To do:
Format the lines below as a Markdown table with two columns, No. and Line. Number each row and leave out any blank lines.

Dataset entries:
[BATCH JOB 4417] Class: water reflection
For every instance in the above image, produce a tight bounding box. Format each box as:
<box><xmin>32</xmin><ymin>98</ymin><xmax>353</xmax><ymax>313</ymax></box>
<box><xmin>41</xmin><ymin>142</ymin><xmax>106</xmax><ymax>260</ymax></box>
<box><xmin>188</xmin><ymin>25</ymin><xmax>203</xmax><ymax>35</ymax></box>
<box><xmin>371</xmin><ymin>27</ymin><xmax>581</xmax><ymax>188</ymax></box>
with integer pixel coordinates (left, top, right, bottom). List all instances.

Exercise result:
| No. | Line |
|---|---|
| 1 | [BATCH JOB 4417] Class: water reflection |
| 2 | For every instance in the above image, produce a tight bounding box. Format each box as: |
| 3 | <box><xmin>32</xmin><ymin>98</ymin><xmax>353</xmax><ymax>313</ymax></box> |
| 4 | <box><xmin>41</xmin><ymin>142</ymin><xmax>106</xmax><ymax>260</ymax></box> |
| 5 | <box><xmin>188</xmin><ymin>25</ymin><xmax>203</xmax><ymax>35</ymax></box> |
| 6 | <box><xmin>371</xmin><ymin>27</ymin><xmax>581</xmax><ymax>188</ymax></box> |
| 7 | with integer pixel coordinates (left, top, right, bottom). List all instances. |